(Zeigedaten)
┄┄┄┄┄┄┄┄┄┄┄┄┄┄┄┄┄┄┄┄
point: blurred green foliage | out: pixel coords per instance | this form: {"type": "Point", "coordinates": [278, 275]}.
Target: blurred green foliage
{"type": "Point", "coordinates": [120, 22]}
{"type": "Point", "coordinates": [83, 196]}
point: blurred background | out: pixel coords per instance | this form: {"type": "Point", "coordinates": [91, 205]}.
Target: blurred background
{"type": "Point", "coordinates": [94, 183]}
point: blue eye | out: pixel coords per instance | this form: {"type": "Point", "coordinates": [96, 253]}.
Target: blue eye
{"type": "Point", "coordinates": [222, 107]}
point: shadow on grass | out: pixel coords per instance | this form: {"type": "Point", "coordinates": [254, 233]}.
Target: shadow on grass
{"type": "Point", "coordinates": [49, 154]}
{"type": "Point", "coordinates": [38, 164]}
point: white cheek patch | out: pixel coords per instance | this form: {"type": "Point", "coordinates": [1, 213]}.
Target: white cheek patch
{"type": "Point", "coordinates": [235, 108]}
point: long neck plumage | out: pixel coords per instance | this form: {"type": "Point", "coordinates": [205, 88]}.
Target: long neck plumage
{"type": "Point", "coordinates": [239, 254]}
┄┄┄┄┄┄┄┄┄┄┄┄┄┄┄┄┄┄┄┄
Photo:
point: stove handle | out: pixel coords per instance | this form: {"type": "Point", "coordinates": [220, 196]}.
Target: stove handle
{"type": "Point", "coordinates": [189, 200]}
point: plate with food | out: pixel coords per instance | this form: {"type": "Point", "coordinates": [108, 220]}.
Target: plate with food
┄┄┄┄┄┄┄┄┄┄┄┄┄┄┄┄┄┄┄┄
Ermittle bitte alle Zeilen der Zeigedaten, in denen das Wort „neck“ vorkommt, und schreibe sie ab.

point: long neck plumage | out: pixel coords per instance | this form: {"type": "Point", "coordinates": [205, 88]}.
Target: long neck plumage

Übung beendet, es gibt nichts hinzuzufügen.